_PROBLEM TO WORK ON_.
In the material below, the required lines run from the one containing "Target: chrome faucet" through the one containing "brown wall tile.". Copy those lines exactly, ends included, and nothing else.
%%
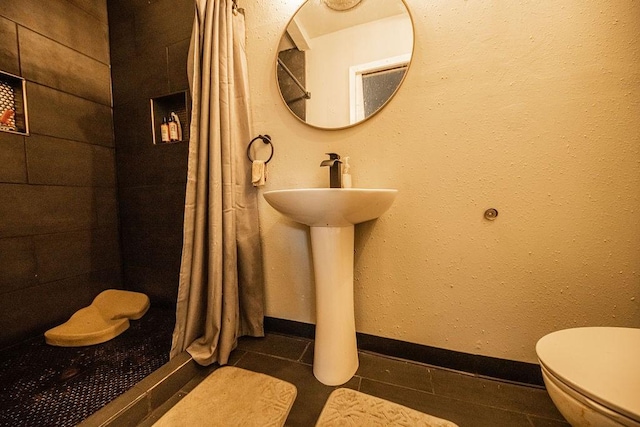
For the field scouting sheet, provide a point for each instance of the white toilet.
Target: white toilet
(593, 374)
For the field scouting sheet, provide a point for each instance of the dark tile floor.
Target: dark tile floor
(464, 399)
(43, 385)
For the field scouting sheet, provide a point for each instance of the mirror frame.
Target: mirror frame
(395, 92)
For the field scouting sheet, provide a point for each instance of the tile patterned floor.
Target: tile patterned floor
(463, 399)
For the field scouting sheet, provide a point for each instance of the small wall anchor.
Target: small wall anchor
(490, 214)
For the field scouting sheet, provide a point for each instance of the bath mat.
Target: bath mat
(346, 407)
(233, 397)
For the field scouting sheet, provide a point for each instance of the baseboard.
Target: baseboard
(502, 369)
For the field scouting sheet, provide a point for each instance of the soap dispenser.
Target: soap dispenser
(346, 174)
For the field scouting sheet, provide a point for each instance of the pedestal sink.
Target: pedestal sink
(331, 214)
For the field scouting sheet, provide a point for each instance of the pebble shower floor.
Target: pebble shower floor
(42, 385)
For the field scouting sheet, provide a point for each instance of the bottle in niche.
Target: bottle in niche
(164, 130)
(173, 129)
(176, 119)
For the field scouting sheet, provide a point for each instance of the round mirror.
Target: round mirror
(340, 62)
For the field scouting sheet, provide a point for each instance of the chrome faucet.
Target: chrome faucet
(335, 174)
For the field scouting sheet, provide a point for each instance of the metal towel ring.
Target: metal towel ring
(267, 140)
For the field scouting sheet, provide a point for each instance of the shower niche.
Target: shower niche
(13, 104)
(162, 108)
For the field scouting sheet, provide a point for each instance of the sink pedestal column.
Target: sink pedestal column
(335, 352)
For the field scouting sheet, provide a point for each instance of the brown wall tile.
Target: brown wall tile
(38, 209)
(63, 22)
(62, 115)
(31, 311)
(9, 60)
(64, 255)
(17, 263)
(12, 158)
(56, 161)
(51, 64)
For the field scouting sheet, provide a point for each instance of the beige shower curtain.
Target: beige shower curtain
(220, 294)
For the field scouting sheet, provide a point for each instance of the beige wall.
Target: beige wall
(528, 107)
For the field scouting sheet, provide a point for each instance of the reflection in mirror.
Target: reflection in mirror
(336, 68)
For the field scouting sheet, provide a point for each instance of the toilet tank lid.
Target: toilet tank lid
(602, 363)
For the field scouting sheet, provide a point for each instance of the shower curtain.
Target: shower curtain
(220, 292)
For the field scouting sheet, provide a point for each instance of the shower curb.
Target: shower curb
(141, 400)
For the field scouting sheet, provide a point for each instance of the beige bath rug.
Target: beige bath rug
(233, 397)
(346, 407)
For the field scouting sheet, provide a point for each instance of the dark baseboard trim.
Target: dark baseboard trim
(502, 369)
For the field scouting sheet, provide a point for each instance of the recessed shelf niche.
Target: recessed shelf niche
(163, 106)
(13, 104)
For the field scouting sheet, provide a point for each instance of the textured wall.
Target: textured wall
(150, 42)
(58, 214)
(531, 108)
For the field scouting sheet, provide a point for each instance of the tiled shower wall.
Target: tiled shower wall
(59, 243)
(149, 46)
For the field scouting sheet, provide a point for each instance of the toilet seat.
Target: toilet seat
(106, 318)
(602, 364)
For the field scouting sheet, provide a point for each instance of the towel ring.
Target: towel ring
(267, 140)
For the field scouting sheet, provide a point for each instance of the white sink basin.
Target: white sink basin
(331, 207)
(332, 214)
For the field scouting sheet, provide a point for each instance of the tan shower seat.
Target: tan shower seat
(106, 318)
%%
%%
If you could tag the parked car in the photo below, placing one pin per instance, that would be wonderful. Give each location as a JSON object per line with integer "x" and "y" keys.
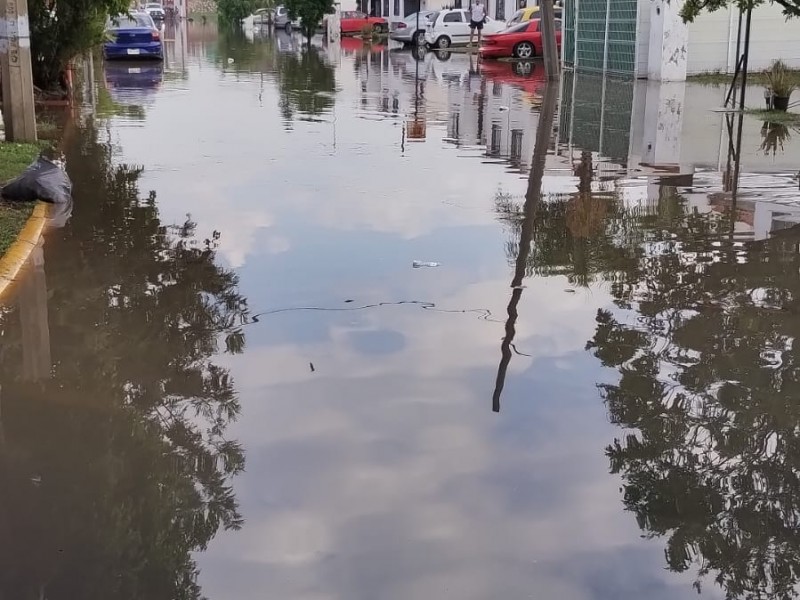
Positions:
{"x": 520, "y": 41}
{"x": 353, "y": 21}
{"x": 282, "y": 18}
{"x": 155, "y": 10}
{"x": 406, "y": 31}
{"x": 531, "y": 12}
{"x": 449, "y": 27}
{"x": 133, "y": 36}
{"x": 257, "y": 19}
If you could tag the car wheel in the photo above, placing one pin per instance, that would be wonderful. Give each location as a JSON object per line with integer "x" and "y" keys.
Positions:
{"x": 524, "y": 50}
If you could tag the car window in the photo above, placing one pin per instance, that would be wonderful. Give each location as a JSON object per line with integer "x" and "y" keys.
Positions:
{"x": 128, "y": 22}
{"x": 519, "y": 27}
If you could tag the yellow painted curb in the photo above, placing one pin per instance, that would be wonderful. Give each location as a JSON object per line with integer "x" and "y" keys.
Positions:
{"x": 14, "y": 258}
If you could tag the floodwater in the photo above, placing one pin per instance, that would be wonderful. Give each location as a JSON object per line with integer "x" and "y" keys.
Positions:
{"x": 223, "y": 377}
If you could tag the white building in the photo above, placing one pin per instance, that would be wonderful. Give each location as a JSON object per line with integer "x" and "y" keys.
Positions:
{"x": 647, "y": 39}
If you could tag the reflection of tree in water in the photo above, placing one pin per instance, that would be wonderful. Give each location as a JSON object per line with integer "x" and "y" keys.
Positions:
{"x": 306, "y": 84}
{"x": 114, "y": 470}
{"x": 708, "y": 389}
%%
_SOLUTION TO THIS PROBLEM_.
Target: chrome faucet
(335, 174)
For the field scouting sheet, provide a point for each instance of the metal towel ring.
Target: metal towel ring
(267, 140)
For the field scouting sheet, provide a point for each instance of the shower niche.
Target: shower niche
(13, 104)
(162, 108)
For the field scouting sheet, provide a point for each instance of the sink pedestal column.
Target: sink pedestal column
(335, 352)
For the field scouting sheet, provide a point for each instance of the brown wall tile.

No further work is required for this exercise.